## SUPPLIED INFORMATION
::::::
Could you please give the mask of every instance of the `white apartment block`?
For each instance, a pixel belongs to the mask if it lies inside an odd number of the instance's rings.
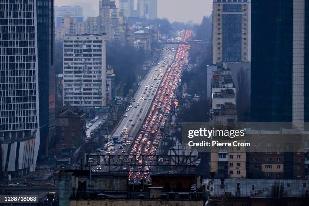
[[[1,169],[13,177],[35,169],[40,146],[36,1],[0,11]]]
[[[107,41],[119,40],[120,31],[118,9],[114,0],[100,0],[99,16],[101,33],[106,34]]]
[[[251,62],[251,0],[213,0],[213,64]]]
[[[105,36],[66,36],[63,105],[106,106]]]

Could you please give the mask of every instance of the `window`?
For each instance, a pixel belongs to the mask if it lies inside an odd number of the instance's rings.
[[[219,158],[226,158],[226,154],[219,154]]]

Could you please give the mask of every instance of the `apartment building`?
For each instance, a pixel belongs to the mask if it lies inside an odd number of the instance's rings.
[[[86,139],[85,113],[70,109],[62,112],[56,117],[56,151],[74,152]]]
[[[106,106],[105,35],[66,36],[63,51],[63,105]]]
[[[213,0],[213,64],[251,61],[251,0]]]
[[[229,129],[229,127],[236,126],[237,122],[236,90],[231,71],[222,65],[216,68],[209,67],[209,69],[212,71],[211,122],[215,128]],[[245,142],[243,137],[236,139],[238,142]],[[213,140],[223,139],[219,137],[218,139],[213,137]],[[212,147],[210,160],[210,172],[216,178],[244,179],[246,177],[245,147]]]

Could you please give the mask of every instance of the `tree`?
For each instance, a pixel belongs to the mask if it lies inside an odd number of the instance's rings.
[[[106,62],[111,65],[116,75],[115,83],[119,90],[116,93],[126,96],[133,89],[138,74],[143,73],[143,65],[149,57],[144,49],[137,50],[133,46],[122,46],[119,44],[107,44]]]

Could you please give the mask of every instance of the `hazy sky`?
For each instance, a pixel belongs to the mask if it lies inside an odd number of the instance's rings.
[[[55,0],[57,6],[78,5],[83,7],[84,15],[98,15],[99,0]],[[192,20],[200,23],[203,16],[209,16],[212,0],[158,0],[158,16],[170,22]]]

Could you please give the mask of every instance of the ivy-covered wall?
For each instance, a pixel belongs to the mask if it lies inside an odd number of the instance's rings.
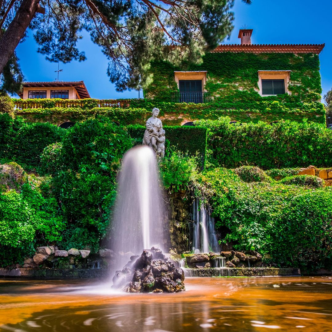
[[[208,103],[175,103],[178,91],[175,70],[206,70]],[[325,123],[325,111],[319,101],[322,89],[317,54],[225,52],[208,53],[200,65],[176,67],[165,61],[151,63],[153,81],[144,91],[144,99],[14,100],[14,113],[32,122],[59,124],[102,115],[124,124],[144,124],[153,107],[159,108],[164,125],[187,121],[217,120],[229,116],[240,122],[268,123],[282,120]],[[258,93],[258,70],[290,70],[288,94],[262,97]]]
[[[172,93],[178,91],[174,80],[174,70],[206,70],[205,88],[210,93],[212,100],[200,105],[198,107],[200,109],[217,112],[228,110],[236,117],[241,113],[275,114],[273,109],[277,106],[283,109],[281,113],[285,113],[282,118],[289,120],[291,110],[295,118],[296,116],[303,118],[301,114],[303,113],[310,114],[309,118],[312,114],[319,115],[325,113],[323,105],[319,101],[322,89],[319,58],[316,54],[209,53],[200,65],[189,65],[180,68],[165,62],[155,62],[152,64],[151,70],[153,82],[144,91],[144,96],[153,99],[157,104],[171,102]],[[290,95],[264,97],[259,95],[258,70],[286,70],[291,71],[288,86]],[[268,117],[268,121],[272,120]],[[240,120],[251,122],[250,118],[247,116]],[[311,120],[315,120],[314,118]],[[318,122],[322,122],[321,120]]]

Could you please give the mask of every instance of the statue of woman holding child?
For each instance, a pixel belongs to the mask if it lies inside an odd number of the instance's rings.
[[[161,121],[157,117],[160,112],[155,107],[152,110],[152,116],[146,121],[146,129],[143,137],[143,144],[152,148],[156,154],[162,158],[165,155],[165,131]]]

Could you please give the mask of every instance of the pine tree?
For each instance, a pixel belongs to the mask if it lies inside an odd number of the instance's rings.
[[[18,65],[15,50],[28,28],[39,52],[64,63],[85,59],[77,44],[86,30],[109,59],[107,73],[119,90],[144,87],[152,79],[147,73],[151,61],[198,63],[205,51],[229,36],[234,1],[0,0],[2,87],[10,80],[5,68],[14,59]],[[20,72],[17,66],[6,86],[17,87]]]

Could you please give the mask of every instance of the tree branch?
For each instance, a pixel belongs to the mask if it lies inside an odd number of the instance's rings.
[[[0,73],[22,39],[33,18],[40,0],[23,0],[8,28],[0,39]]]

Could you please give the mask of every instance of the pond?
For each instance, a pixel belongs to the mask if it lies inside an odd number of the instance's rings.
[[[0,331],[332,330],[332,277],[188,278],[175,294],[94,280],[0,281]]]

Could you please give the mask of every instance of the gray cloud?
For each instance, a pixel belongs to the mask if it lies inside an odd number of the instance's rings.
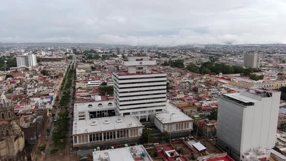
[[[4,0],[0,42],[286,43],[283,0]]]

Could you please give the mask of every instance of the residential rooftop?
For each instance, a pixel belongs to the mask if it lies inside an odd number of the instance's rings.
[[[155,116],[163,124],[193,120],[170,102],[166,103],[166,108],[162,113],[157,113]]]
[[[152,161],[142,145],[93,152],[94,161]]]

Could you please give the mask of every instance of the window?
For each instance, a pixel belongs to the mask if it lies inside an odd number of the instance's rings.
[[[78,139],[77,139],[77,136],[75,136],[75,137],[74,137],[74,142],[75,143],[75,144],[78,143]]]
[[[136,67],[136,70],[143,70],[143,67]]]

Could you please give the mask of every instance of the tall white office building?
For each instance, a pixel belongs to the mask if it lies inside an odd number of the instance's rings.
[[[260,66],[260,56],[257,53],[244,54],[244,66],[253,68]]]
[[[16,56],[17,67],[32,67],[37,65],[36,56],[32,54],[24,54]]]
[[[224,95],[219,99],[218,145],[237,161],[250,149],[274,147],[280,98],[280,92],[254,88]]]
[[[167,75],[151,69],[156,62],[149,57],[128,57],[123,64],[127,70],[113,75],[116,110],[121,115],[150,121],[166,108]]]

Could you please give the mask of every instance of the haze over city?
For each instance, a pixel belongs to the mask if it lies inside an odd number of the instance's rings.
[[[285,8],[283,0],[5,0],[0,42],[286,43]]]
[[[0,161],[286,161],[285,0],[5,0]]]

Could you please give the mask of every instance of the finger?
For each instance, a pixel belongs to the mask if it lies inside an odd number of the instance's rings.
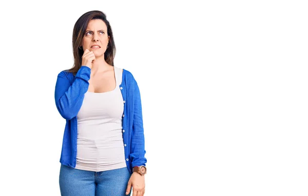
[[[132,187],[132,196],[137,196],[137,190]]]
[[[128,182],[128,184],[127,184],[127,188],[126,188],[126,194],[128,194],[129,192],[130,192],[130,189],[131,189],[131,183],[130,182]]]

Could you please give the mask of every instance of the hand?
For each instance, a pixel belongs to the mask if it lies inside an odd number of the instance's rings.
[[[87,66],[90,69],[92,68],[92,63],[95,61],[95,55],[93,51],[90,51],[88,49],[85,50],[84,54],[82,55],[82,66]]]
[[[132,196],[143,196],[145,190],[144,176],[141,176],[137,172],[133,172],[128,181],[126,194],[130,191],[131,186],[132,186]]]

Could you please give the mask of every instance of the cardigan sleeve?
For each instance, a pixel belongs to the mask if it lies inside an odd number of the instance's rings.
[[[65,119],[70,120],[77,116],[89,88],[90,74],[89,68],[82,66],[71,84],[69,73],[63,71],[59,74],[54,99],[58,111]]]
[[[132,132],[131,141],[131,154],[132,167],[145,166],[147,162],[144,156],[144,134],[142,119],[141,98],[139,88],[136,81],[133,79],[134,84],[134,109],[132,122]]]

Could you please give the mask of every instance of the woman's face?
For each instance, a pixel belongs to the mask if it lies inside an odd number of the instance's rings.
[[[91,20],[82,39],[82,48],[84,51],[86,49],[93,51],[95,57],[102,56],[106,51],[109,38],[105,23],[100,19]]]

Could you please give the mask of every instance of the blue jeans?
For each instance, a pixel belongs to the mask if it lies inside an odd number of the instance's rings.
[[[61,195],[127,196],[125,192],[130,175],[126,167],[95,172],[61,164],[59,176]]]

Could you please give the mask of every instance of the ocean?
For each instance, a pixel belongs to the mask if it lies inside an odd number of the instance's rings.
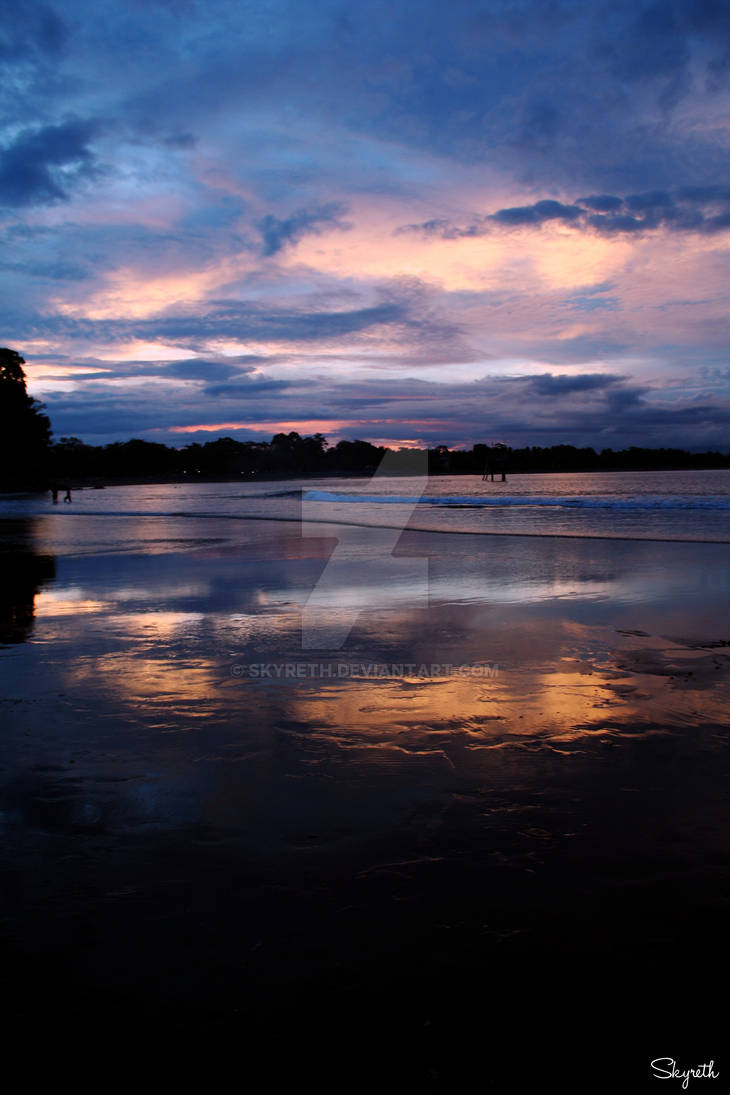
[[[725,471],[5,496],[16,1015],[425,1091],[717,1060],[729,540]]]
[[[415,485],[414,485],[415,483]],[[62,497],[62,496],[61,496]],[[730,471],[172,483],[5,496],[0,515],[305,520],[433,532],[730,542]]]

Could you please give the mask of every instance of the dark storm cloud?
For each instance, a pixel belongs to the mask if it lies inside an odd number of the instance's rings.
[[[209,384],[202,391],[206,395],[213,399],[250,400],[252,397],[256,399],[264,393],[280,392],[285,388],[290,387],[291,384],[287,380],[259,380],[250,378],[236,380],[231,384]]]
[[[477,217],[471,224],[445,220],[404,224],[397,233],[419,232],[443,240],[487,235],[496,228],[542,228],[551,221],[572,224],[601,235],[638,234],[657,231],[695,231],[714,233],[730,226],[730,188],[722,186],[684,187],[673,193],[648,191],[618,197],[614,194],[576,198],[570,205],[543,199],[533,205],[498,209]]]
[[[559,397],[572,392],[603,391],[619,383],[621,379],[621,377],[605,372],[579,373],[573,377],[554,377],[552,372],[544,372],[540,377],[531,377],[528,387],[538,395]]]
[[[0,205],[67,200],[74,184],[97,170],[89,148],[96,131],[79,119],[21,130],[0,150]]]
[[[341,221],[345,206],[337,201],[321,206],[318,209],[299,209],[291,217],[279,219],[268,214],[259,222],[258,230],[264,241],[264,254],[275,255],[288,244],[298,243],[302,237],[316,234],[323,227],[346,228]]]
[[[201,313],[160,315],[150,320],[86,320],[57,314],[43,316],[36,324],[39,333],[86,341],[159,338],[183,344],[211,338],[318,343],[366,334],[379,327],[394,330],[404,336],[410,334],[413,338],[424,334],[434,339],[448,338],[454,332],[453,324],[441,326],[437,319],[414,311],[413,306],[403,300],[385,300],[369,308],[343,311],[286,311],[237,300],[215,301]]]
[[[91,383],[84,391],[49,396],[47,407],[56,436],[100,442],[135,435],[175,446],[198,436],[209,440],[210,433],[196,428],[206,424],[237,423],[220,431],[240,439],[267,438],[271,428],[259,423],[277,420],[302,422],[301,431],[306,433],[308,419],[323,417],[323,391],[324,417],[354,423],[338,428],[337,436],[391,438],[394,445],[403,436],[451,447],[501,436],[512,446],[671,443],[703,449],[723,447],[730,427],[727,385],[722,397],[709,400],[649,389],[613,374],[503,376],[454,383],[334,378],[268,387],[251,380],[232,387],[221,385],[218,394],[209,391],[201,401],[189,389],[171,385],[164,400],[159,392],[152,400],[152,391],[143,387],[120,395]],[[173,429],[179,426],[186,431]]]

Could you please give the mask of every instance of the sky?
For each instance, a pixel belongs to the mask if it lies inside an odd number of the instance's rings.
[[[730,0],[3,0],[56,438],[730,449]]]

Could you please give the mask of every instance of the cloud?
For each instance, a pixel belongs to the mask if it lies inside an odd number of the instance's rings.
[[[344,224],[340,219],[345,212],[346,208],[340,203],[329,201],[316,209],[299,209],[291,217],[283,219],[267,214],[258,224],[264,242],[264,254],[276,255],[283,247],[298,243],[303,235],[312,233],[316,235],[324,226],[349,228],[350,226]]]
[[[496,228],[542,228],[556,221],[601,235],[639,234],[659,229],[711,234],[730,227],[730,188],[722,186],[649,191],[618,197],[614,194],[576,198],[570,205],[546,198],[526,206],[512,206],[475,218],[466,226],[447,220],[404,224],[396,234],[418,232],[443,240],[487,235]]]
[[[553,376],[552,372],[544,372],[537,377],[531,377],[528,387],[537,395],[546,395],[549,399],[570,395],[573,392],[605,391],[606,388],[621,383],[622,379],[622,377],[605,372],[558,377]]]
[[[95,123],[72,119],[23,129],[0,150],[0,205],[68,200],[74,184],[97,171],[89,149],[97,128]]]

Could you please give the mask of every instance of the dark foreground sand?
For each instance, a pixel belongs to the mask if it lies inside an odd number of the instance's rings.
[[[426,602],[351,541],[303,649],[335,531],[4,522],[16,1024],[242,1088],[721,1068],[727,549],[406,534]]]

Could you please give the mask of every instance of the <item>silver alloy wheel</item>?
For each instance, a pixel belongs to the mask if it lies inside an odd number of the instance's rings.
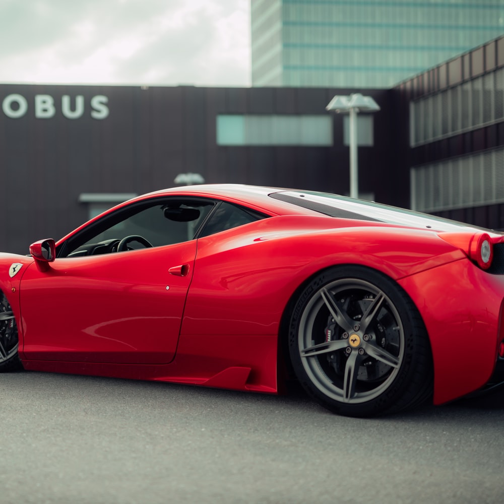
[[[383,290],[358,278],[320,287],[302,312],[297,338],[312,384],[326,397],[348,404],[385,392],[404,355],[398,310]]]
[[[18,328],[11,305],[0,292],[0,365],[11,361],[18,353]]]

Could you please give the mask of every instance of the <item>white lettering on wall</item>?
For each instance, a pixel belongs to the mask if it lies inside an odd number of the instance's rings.
[[[71,97],[65,95],[61,98],[61,112],[67,119],[78,119],[84,113],[84,97],[79,95],[75,97],[75,110],[71,105]]]
[[[13,108],[14,103],[17,103],[17,105]],[[26,99],[21,95],[9,95],[2,102],[2,109],[8,117],[17,119],[18,117],[23,117],[26,113],[26,111],[28,109],[28,103]]]
[[[49,95],[35,95],[35,116],[37,119],[49,119],[56,113],[54,100]]]
[[[91,99],[91,116],[93,119],[103,119],[108,117],[110,111],[107,104],[108,98],[103,95],[97,95]],[[13,94],[6,96],[2,101],[2,110],[11,119],[19,119],[26,115],[28,102],[20,94]],[[50,95],[35,95],[33,102],[35,116],[37,119],[50,119],[57,112],[54,99]],[[79,119],[84,114],[86,109],[84,97],[78,95],[74,100],[69,95],[61,97],[61,113],[67,119]]]
[[[108,98],[103,95],[97,95],[91,98],[91,107],[94,109],[91,111],[93,119],[105,119],[108,116]]]

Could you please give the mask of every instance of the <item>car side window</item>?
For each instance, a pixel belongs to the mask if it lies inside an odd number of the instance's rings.
[[[203,228],[198,233],[198,237],[208,236],[221,231],[254,222],[266,217],[249,209],[221,201],[205,223]]]
[[[187,241],[214,205],[211,200],[179,199],[141,203],[99,220],[64,244],[57,256],[95,256]]]

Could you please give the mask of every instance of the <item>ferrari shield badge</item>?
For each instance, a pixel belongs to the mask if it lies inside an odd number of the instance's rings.
[[[21,269],[23,265],[20,263],[13,263],[9,269],[9,276],[12,278]]]

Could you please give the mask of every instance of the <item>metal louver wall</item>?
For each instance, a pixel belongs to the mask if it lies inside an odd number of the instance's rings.
[[[412,168],[411,207],[433,212],[504,203],[504,147]]]
[[[504,118],[504,68],[410,104],[410,145],[416,147]]]

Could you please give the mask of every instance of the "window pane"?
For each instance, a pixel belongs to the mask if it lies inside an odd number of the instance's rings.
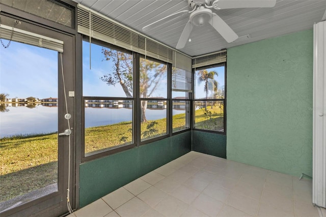
[[[172,132],[189,128],[189,101],[172,102]]]
[[[172,99],[189,99],[189,93],[186,92],[172,91]]]
[[[133,100],[85,100],[85,156],[133,143]]]
[[[225,97],[224,66],[196,70],[195,81],[195,99],[224,99]]]
[[[166,64],[140,58],[140,96],[166,98],[168,70]]]
[[[195,102],[195,128],[224,131],[224,102],[222,101]]]
[[[58,23],[72,27],[72,11],[50,0],[2,0],[1,3]]]
[[[133,97],[132,55],[83,42],[84,96]],[[91,69],[90,69],[90,64]]]
[[[14,41],[0,53],[1,212],[58,191],[58,52]]]
[[[166,100],[141,101],[141,141],[165,135],[167,132],[167,107]]]

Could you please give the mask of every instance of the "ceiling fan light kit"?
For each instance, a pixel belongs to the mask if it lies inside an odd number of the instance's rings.
[[[190,22],[196,26],[201,26],[208,23],[212,16],[212,12],[211,10],[201,6],[201,8],[190,14]]]
[[[143,28],[145,32],[164,23],[169,19],[190,14],[189,20],[181,33],[176,48],[182,49],[189,39],[193,26],[202,26],[209,23],[228,42],[239,37],[234,31],[211,8],[222,10],[231,8],[271,8],[276,0],[185,0],[187,1],[190,11],[182,11],[172,14]],[[191,41],[189,40],[188,41]]]

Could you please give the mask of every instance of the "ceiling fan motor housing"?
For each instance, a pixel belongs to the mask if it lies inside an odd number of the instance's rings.
[[[190,14],[190,22],[194,25],[201,26],[207,23],[211,19],[212,11],[207,8],[201,8],[196,10]]]

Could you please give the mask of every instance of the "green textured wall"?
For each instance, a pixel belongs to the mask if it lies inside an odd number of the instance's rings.
[[[312,173],[313,31],[228,49],[227,158]]]
[[[79,206],[97,200],[189,152],[191,131],[80,165]]]
[[[226,135],[193,131],[192,150],[226,158]]]

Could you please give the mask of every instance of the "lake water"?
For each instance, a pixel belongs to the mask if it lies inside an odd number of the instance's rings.
[[[0,112],[0,138],[13,135],[47,133],[58,131],[58,107],[36,105],[6,107],[8,112]],[[90,127],[130,121],[132,110],[125,108],[85,108],[85,126]],[[173,114],[184,111],[173,110]],[[166,109],[146,110],[147,120],[166,118]],[[63,117],[63,118],[64,118]]]

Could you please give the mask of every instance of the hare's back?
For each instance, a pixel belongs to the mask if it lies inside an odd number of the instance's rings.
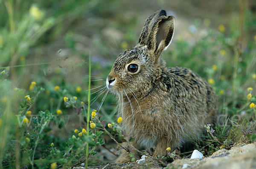
[[[197,105],[197,109],[202,109],[208,113],[216,113],[217,95],[204,79],[187,68],[169,68],[167,72],[168,80],[173,86],[171,92],[172,97],[184,99],[186,103]]]

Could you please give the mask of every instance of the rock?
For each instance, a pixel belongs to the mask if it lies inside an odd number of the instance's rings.
[[[146,160],[145,158],[142,158],[141,159],[137,160],[136,162],[137,162],[137,163],[139,164],[142,163],[145,163],[145,161]]]
[[[183,159],[170,164],[175,169],[234,169],[256,168],[256,143],[221,149],[202,160]]]
[[[192,153],[190,159],[193,159],[195,158],[198,158],[201,159],[203,158],[203,157],[204,157],[203,154],[201,153],[201,152],[198,150],[195,150]]]

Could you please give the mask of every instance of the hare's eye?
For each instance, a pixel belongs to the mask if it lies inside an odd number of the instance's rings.
[[[138,65],[136,64],[131,64],[127,68],[128,71],[132,73],[135,73],[138,70]]]

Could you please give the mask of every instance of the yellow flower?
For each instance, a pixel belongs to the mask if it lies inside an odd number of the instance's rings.
[[[96,116],[96,112],[94,111],[92,112],[92,118],[93,118]]]
[[[223,90],[220,90],[219,93],[220,95],[222,95],[224,94],[224,91]]]
[[[59,90],[60,89],[60,86],[55,86],[55,87],[54,87],[54,90],[55,90],[55,91],[58,91],[58,90]]]
[[[217,67],[217,66],[216,65],[213,65],[212,66],[212,69],[214,70],[216,70],[217,68],[218,67]]]
[[[204,20],[204,24],[206,26],[209,26],[211,24],[211,21],[209,19],[205,19]]]
[[[221,32],[224,32],[225,31],[225,26],[222,24],[219,25],[218,26],[219,31]]]
[[[27,117],[25,117],[23,119],[23,123],[27,123],[29,122],[29,120]]]
[[[36,83],[35,83],[35,82],[31,82],[31,84],[30,84],[30,86],[29,86],[29,90],[32,90],[33,89],[34,89],[34,88],[35,88],[35,86],[36,84]]]
[[[57,163],[53,163],[51,164],[51,169],[55,169],[57,166]]]
[[[215,81],[212,79],[208,79],[208,83],[210,84],[214,84],[214,83],[215,83]]]
[[[28,117],[30,116],[31,115],[31,111],[27,111],[26,114],[26,115]]]
[[[96,127],[96,124],[94,123],[92,123],[90,124],[90,127],[94,129]]]
[[[39,20],[43,17],[43,12],[36,6],[32,6],[29,9],[31,16],[36,19]]]
[[[253,108],[255,107],[255,104],[254,103],[250,103],[250,105],[249,105],[249,107],[250,108]]]
[[[117,123],[118,123],[119,124],[120,124],[120,123],[122,123],[122,117],[118,117],[118,118],[117,119]]]
[[[124,49],[126,49],[128,48],[128,43],[125,41],[123,41],[122,43],[121,46],[122,46],[122,48]]]
[[[82,88],[80,86],[76,87],[76,92],[77,93],[80,92],[82,90]]]
[[[67,102],[67,101],[68,101],[68,97],[64,97],[64,98],[63,98],[63,100],[64,100],[64,101],[65,102]]]
[[[60,110],[59,109],[57,110],[57,114],[58,115],[62,115],[62,111],[61,111],[61,110]]]
[[[222,56],[225,56],[225,55],[226,55],[226,51],[224,49],[221,49],[220,51],[220,53]]]
[[[248,94],[248,95],[247,95],[247,99],[248,100],[250,100],[251,98],[252,98],[252,94],[251,94],[250,93]]]
[[[111,124],[110,123],[109,123],[108,124],[108,126],[109,128],[112,128],[112,124]]]
[[[86,134],[86,130],[83,128],[83,129],[82,129],[82,132],[84,134]]]
[[[3,37],[0,35],[0,46],[3,44]]]
[[[82,135],[83,135],[83,133],[82,133],[82,132],[80,132],[80,133],[78,133],[78,136],[79,136],[79,137],[81,137],[81,136],[82,136]]]

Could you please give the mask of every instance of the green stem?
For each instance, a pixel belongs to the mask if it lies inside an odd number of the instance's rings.
[[[89,84],[88,86],[88,109],[87,111],[87,127],[86,128],[87,139],[86,139],[86,152],[85,157],[86,160],[85,161],[85,167],[86,169],[88,168],[88,155],[89,154],[89,122],[90,118],[90,74],[91,74],[91,63],[90,63],[90,54],[89,55]]]

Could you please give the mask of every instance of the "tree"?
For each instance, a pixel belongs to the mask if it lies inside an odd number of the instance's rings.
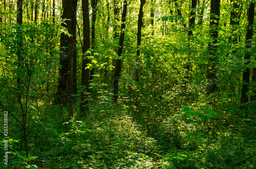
::::::
## TASK PROMPT
Write out again the data between the lines holding "haze over city?" and "[[[0,161],[286,161],[285,0],[5,0]]]", inclusive, requests included. Multiply every polygon coordinate in the answers by 1.4 and round each to a whole number, rounding halves up.

## ANSWER BELOW
Could you please give the mask of every instance of the haze over city?
For each instance, a pixel belongs to the mask if it lies inside an odd number of the instance's rings.
[[[399,11],[396,0],[7,0],[0,59],[400,60]]]
[[[0,225],[400,225],[399,0],[7,0]]]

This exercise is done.